====== Dataset rows
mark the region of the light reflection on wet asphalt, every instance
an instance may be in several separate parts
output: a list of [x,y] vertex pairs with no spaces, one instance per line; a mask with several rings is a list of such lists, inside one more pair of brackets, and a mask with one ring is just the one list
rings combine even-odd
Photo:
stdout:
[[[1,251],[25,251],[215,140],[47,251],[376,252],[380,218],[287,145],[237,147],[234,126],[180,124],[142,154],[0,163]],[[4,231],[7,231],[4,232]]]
============
Find each line in the records above that contains the string "instance", matching case exactly, and copy those lines.

▶ Full answer:
mark the region of the light reflection on wet asphalt, every instance
an instance may be in several separate parts
output: a list of [x,y] vertex pairs with no spaces, one instance per line; a mask with several rings is a list of such lists, inside one more pair of brackets, and a mask with one ring is just the one list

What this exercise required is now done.